### [Exercise directions]
Retype the listing that follows, exactly as written.

### [Supplied entries]
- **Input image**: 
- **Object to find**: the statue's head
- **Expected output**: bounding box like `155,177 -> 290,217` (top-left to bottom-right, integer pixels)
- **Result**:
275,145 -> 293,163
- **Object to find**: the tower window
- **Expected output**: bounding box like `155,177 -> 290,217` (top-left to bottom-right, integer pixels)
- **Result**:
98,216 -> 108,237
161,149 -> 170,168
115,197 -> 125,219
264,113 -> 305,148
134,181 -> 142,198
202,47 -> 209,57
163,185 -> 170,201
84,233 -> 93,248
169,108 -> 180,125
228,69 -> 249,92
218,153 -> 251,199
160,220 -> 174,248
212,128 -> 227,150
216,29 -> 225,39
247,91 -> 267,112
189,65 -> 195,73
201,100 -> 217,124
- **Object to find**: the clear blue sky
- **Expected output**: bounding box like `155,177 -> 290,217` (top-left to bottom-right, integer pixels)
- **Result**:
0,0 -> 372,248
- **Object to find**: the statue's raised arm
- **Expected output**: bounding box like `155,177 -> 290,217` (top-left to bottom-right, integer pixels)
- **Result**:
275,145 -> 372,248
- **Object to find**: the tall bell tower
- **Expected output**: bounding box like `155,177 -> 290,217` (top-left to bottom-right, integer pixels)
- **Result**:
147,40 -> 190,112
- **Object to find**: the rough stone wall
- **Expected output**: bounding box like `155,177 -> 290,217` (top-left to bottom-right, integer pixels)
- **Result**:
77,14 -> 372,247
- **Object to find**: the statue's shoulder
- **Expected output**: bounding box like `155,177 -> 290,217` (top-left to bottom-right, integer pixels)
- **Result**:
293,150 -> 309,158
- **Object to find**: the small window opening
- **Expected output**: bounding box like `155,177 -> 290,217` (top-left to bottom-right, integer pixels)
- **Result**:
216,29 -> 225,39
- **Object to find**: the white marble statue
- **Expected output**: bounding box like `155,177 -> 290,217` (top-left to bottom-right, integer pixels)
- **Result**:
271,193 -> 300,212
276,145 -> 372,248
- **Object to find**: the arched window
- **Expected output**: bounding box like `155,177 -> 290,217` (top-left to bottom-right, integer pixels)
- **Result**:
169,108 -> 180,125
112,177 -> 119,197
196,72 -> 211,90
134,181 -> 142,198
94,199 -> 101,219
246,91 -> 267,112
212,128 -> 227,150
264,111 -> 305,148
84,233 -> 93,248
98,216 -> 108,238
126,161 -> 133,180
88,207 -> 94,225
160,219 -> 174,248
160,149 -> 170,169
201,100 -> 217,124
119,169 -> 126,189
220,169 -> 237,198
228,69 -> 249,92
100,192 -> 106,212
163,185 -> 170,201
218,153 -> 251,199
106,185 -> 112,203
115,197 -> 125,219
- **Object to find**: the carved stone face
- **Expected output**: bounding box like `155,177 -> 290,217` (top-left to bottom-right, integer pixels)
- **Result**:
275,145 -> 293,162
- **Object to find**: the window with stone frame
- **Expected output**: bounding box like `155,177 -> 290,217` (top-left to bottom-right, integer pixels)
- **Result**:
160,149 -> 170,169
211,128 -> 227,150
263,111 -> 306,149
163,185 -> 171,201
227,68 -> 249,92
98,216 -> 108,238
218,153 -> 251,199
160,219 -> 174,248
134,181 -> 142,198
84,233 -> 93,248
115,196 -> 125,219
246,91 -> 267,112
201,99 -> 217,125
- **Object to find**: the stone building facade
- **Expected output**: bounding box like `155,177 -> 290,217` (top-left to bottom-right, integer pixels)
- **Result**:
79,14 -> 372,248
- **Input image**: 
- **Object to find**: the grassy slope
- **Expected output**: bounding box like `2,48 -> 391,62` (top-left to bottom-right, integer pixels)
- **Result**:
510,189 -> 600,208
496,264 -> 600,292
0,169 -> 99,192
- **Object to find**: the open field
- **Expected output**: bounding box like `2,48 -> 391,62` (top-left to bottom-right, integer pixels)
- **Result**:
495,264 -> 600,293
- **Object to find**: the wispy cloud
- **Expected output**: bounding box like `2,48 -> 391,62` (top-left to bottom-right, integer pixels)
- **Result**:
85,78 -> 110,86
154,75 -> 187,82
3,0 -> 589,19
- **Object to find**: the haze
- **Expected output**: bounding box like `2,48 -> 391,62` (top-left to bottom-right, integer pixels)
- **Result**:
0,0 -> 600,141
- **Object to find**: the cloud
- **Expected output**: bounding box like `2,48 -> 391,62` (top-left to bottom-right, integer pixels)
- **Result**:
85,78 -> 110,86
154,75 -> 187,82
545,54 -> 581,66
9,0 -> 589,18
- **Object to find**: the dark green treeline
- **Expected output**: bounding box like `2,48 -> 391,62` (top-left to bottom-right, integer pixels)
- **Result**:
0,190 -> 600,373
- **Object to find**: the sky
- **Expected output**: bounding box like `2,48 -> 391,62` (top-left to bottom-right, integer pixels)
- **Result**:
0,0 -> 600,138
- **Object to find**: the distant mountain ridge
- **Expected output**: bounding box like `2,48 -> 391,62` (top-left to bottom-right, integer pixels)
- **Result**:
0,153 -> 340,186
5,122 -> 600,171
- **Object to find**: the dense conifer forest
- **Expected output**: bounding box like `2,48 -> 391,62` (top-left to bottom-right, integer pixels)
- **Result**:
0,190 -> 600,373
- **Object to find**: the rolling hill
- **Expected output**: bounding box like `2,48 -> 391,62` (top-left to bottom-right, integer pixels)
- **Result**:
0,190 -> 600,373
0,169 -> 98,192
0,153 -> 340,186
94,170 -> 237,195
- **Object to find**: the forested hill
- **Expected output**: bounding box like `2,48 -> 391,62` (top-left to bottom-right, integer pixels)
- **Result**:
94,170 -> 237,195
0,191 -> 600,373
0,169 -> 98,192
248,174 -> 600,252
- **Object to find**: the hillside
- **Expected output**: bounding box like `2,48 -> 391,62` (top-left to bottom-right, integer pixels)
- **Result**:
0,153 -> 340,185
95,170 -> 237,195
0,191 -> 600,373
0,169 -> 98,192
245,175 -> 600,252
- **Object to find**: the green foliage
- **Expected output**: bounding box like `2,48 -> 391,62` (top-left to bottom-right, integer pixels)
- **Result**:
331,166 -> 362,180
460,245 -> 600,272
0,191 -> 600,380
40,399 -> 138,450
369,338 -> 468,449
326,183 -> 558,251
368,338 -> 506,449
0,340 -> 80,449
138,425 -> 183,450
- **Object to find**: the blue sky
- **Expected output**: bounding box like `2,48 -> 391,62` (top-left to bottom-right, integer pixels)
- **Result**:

### [Response to the task]
- **Input image**: 
- **Object to find**: the statue's head
- **Expected output**: bounding box like `155,177 -> 290,217` (top-left to bottom-right, integer pixels)
- **Result**:
275,145 -> 293,163
- **Object to find**: the tower window
- **Expected output**: bounding box like `155,177 -> 290,217` (top-left to bottom-right, integer pixels)
- **Result**:
98,216 -> 108,237
161,149 -> 170,168
115,197 -> 125,219
264,113 -> 305,148
134,181 -> 142,198
202,47 -> 209,57
163,185 -> 170,201
84,233 -> 93,248
169,108 -> 180,125
228,69 -> 249,92
218,153 -> 251,199
160,220 -> 174,248
212,128 -> 227,150
216,29 -> 225,39
247,91 -> 267,112
189,65 -> 195,73
201,100 -> 217,124
- **Object to find**: the clear blue sky
- **Expected output**: bounding box like `155,177 -> 290,217` (top-left to bottom-right, integer pixels)
- **Result**:
0,0 -> 372,248
- **Object to find**: the statue's raised arm
- **Expected output**: bounding box like `155,177 -> 290,217` (top-left to bottom-right, integer pixels)
- **Result**:
275,145 -> 372,248
- **Object to find**: the tall bell tower
- **Expected output**: bounding box like `155,177 -> 290,217` (top-left to bottom-right, integer pixels)
- **Result**:
147,40 -> 190,112
- **Object to find**: the rough stone wall
- **Expected output**: bounding box like `155,177 -> 290,217` (top-left to bottom-right, integer pixels)
- **Result**:
77,14 -> 372,247
- **Object to find**: the statue's shoulder
- **Expected output**: bounding box like `155,177 -> 290,217` (top-left to bottom-right, integer pixels)
- **Result**:
293,150 -> 309,158
- **Object to find**: the small window opening
- **Expected output**: bounding box like `155,177 -> 290,217` (top-left to bottom-right, integer pixels)
- **Result**:
216,29 -> 225,39
- **Object to find**: the white marble statue
- **Expected output**: bounding box like `155,177 -> 290,217` (top-left to bottom-right, integer pixels)
- **Result**:
271,193 -> 300,212
276,145 -> 372,248
- **Object to find**: the arched window
- **Expected output**: bounding box like `155,177 -> 290,217` (top-left to bottom-right, integer pixels)
- **Result**:
169,108 -> 180,125
112,177 -> 119,197
196,72 -> 211,90
134,181 -> 142,198
94,199 -> 101,219
246,91 -> 267,112
212,128 -> 227,150
264,111 -> 305,148
84,233 -> 93,248
98,216 -> 108,238
126,161 -> 133,180
88,207 -> 94,225
160,219 -> 174,248
160,149 -> 170,169
201,100 -> 217,124
119,169 -> 126,189
220,169 -> 237,198
228,69 -> 249,92
100,192 -> 106,212
163,185 -> 170,201
218,153 -> 251,199
106,185 -> 112,203
115,197 -> 125,219
- **Object to find**: the carved stone face
- **Expected output**: bounding box like `155,177 -> 290,217` (top-left to bottom-right, integer pixels)
- **Result**:
275,145 -> 293,162
- **Object to find**: the window with stone frame
- **Expected output**: bounding box like `155,177 -> 290,217` (top-left to bottom-right, integer pixels)
- **Result**:
160,149 -> 170,169
211,128 -> 227,150
263,111 -> 306,149
163,185 -> 171,201
227,68 -> 249,92
98,216 -> 108,238
218,153 -> 251,199
160,219 -> 174,248
134,181 -> 142,198
84,233 -> 93,248
115,196 -> 125,219
246,91 -> 267,112
201,99 -> 217,125
- **Object to find**: the stone building facade
- **Expected output**: bounding box like `155,177 -> 290,217` (top-left to bottom-right, integer pixels)
- **Result**:
79,14 -> 372,248
- **Input image**: 
- **Object to find**: the grassy slope
- **Expected output**: bounding box like `2,48 -> 391,62` (top-left to bottom-right, integer pixels)
- **Result**:
510,189 -> 600,208
496,264 -> 600,292
0,169 -> 99,192
- **Object to find**: the open field
- **Expected output**: bounding box like `2,48 -> 391,62` (top-left to bottom-right, integer pixels)
- **Result**:
495,264 -> 600,293
- **Object to find**: the wispy cloud
- **Expected output**: bounding box like `2,48 -> 391,62` (top-left to bottom-right, integer pixels)
- **Result**:
85,78 -> 110,86
154,75 -> 187,82
3,0 -> 589,19
- **Object to find**: the haze
- **Expected output**: bounding box like `2,48 -> 391,62` (top-left to bottom-right, integer pixels)
- **Result**:
0,0 -> 600,141
- **Object to find**: the cloud
- **Expected output**: bounding box like `2,48 -> 391,62` (top-left to bottom-right, integer pixels)
- **Result**:
85,78 -> 110,86
154,75 -> 187,82
545,54 -> 581,66
9,0 -> 589,18
- **Object to find**: the dark green treeline
- **Expected output**: bounding box like `2,48 -> 391,62` (top-left to bottom-right, integer pixels)
- **Result**:
0,190 -> 600,373
- **Object to find**: the sky
- **Expected output**: bounding box like `2,48 -> 391,62` (top-left to bottom-right, integer pixels)
- **Result**:
0,0 -> 600,138
- **Object to find**: the distant mountain ridge
- **Expected output**: bounding box like `2,48 -> 391,62` (top-left to bottom-right, integer pixels)
- **Result**:
0,153 -> 340,186
5,122 -> 600,171
- **Object to find**: the dense conifer forest
- **Expected output**: bounding box like `2,48 -> 391,62` (top-left to bottom-right, integer pixels)
- **Result**:
0,190 -> 600,373
- **Object to find**: the rolling hill
- **Expected output**: bounding box like `2,48 -> 391,62` (top-left to bottom-right, integer pixels)
- **Result**:
0,190 -> 600,373
0,169 -> 98,192
0,153 -> 340,186
94,170 -> 237,195
- **Object to find**: the forested hill
- **Expected output**: bounding box like `2,48 -> 391,62` (top-left to bottom-right, integer pixels)
- **Result**:
94,170 -> 237,195
0,191 -> 600,373
0,169 -> 98,192
248,174 -> 600,252
- **Object to find**: the hillside
- **Expected output**: bounding box like `2,48 -> 391,62` (top-left to bottom-right, integer pixels)
- **Result**:
0,153 -> 340,185
95,170 -> 237,195
0,191 -> 600,373
0,169 -> 98,192
245,175 -> 600,252
- **Object to find**: the green foliage
- **Expected output**: bounding box like `2,48 -> 391,62` (top-left to bottom-right, integer pixels)
- **Result**:
331,166 -> 362,180
460,245 -> 600,272
0,191 -> 600,380
40,399 -> 138,450
369,338 -> 468,449
326,183 -> 558,251
368,338 -> 506,449
0,340 -> 80,449
138,425 -> 183,450
- **Object to find**: the blue sky
- **Expected output**: bounding box like `2,48 -> 391,62` (top-left to bottom-right, integer pixels)
- **Result**:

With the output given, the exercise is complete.